▸ **To do**
Where does "target" occur in the listing? Copy every line that holds it.

▸ **The input**
-.-.-

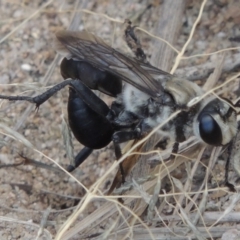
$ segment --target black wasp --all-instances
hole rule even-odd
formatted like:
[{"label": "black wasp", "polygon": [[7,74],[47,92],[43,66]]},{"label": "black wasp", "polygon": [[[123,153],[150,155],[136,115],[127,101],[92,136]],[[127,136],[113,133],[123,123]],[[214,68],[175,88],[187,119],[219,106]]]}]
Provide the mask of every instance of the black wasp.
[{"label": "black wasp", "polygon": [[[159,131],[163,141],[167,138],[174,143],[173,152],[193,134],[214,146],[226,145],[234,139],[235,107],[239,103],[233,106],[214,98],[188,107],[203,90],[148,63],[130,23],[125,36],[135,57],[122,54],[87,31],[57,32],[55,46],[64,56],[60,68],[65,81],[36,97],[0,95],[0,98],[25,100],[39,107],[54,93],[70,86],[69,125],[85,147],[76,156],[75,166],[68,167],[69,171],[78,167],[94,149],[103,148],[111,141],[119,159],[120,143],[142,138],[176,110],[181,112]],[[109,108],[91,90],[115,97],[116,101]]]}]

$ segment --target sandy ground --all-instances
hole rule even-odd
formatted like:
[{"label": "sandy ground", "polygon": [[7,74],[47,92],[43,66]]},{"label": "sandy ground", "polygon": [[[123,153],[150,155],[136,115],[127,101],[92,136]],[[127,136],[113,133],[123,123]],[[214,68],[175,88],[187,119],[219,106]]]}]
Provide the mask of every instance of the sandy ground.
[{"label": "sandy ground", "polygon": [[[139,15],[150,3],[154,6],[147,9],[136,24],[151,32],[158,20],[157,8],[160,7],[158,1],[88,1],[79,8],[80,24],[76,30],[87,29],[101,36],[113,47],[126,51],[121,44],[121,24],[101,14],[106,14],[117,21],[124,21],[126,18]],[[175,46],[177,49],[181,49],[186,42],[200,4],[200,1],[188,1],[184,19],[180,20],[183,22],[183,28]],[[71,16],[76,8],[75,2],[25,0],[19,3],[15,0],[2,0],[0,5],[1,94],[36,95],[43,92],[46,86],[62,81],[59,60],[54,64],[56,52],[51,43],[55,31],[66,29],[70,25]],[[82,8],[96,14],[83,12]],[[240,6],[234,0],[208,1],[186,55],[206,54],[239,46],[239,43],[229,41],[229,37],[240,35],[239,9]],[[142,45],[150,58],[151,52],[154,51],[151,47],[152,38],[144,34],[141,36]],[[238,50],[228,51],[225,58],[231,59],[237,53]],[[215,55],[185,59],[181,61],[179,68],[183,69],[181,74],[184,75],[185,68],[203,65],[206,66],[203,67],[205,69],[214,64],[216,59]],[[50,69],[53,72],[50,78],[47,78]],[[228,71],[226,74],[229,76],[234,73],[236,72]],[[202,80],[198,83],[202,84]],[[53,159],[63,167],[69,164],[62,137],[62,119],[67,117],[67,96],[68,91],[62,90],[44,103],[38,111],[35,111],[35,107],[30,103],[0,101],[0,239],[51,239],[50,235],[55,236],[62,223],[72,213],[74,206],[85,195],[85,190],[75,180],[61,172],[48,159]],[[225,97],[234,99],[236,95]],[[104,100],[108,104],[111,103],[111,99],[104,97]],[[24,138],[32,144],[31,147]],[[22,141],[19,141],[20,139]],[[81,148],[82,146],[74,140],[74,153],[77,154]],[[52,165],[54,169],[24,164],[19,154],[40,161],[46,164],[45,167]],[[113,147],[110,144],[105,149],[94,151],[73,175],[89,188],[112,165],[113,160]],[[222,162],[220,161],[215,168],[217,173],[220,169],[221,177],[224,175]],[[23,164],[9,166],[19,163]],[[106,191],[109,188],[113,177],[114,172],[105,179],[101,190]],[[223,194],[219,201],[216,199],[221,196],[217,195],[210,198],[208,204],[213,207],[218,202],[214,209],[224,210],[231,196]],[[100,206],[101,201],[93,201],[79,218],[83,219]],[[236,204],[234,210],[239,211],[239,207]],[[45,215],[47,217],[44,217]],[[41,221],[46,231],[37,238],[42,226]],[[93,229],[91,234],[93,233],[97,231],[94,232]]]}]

-.-.-

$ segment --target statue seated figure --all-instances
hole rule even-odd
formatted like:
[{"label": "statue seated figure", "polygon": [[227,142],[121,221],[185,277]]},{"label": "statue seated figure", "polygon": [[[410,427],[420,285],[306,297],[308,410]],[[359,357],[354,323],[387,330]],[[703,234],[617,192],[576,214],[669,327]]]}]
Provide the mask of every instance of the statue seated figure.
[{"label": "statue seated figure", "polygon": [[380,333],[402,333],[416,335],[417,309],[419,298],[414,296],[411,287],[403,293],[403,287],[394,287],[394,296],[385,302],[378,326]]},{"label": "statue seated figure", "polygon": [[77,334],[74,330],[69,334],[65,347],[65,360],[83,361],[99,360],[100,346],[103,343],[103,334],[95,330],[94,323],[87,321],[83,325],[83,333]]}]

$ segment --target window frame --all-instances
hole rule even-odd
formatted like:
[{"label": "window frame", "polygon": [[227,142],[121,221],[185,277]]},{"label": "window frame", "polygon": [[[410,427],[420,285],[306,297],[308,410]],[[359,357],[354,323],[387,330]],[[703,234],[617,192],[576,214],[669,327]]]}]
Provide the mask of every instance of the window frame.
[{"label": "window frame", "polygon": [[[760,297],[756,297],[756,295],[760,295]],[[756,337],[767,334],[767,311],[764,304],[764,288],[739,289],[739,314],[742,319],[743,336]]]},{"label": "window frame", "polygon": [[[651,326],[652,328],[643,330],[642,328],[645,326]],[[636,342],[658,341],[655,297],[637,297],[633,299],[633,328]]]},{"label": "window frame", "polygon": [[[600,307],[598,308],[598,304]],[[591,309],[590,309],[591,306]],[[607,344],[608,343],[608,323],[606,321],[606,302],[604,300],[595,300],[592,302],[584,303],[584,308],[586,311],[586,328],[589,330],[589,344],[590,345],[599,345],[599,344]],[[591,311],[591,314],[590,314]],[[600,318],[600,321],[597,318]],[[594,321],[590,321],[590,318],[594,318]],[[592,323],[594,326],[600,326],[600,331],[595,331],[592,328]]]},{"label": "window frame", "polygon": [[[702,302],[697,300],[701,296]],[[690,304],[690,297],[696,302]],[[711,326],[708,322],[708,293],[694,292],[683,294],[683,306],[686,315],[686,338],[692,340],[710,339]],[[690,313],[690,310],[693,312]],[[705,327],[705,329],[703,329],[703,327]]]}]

-.-.-

▸ **Final answer**
$ segment --target black wasp --all-instances
$ segment --target sandy ground --all-instances
$ segment --target statue seated figure --all-instances
$ segment --target window frame --all-instances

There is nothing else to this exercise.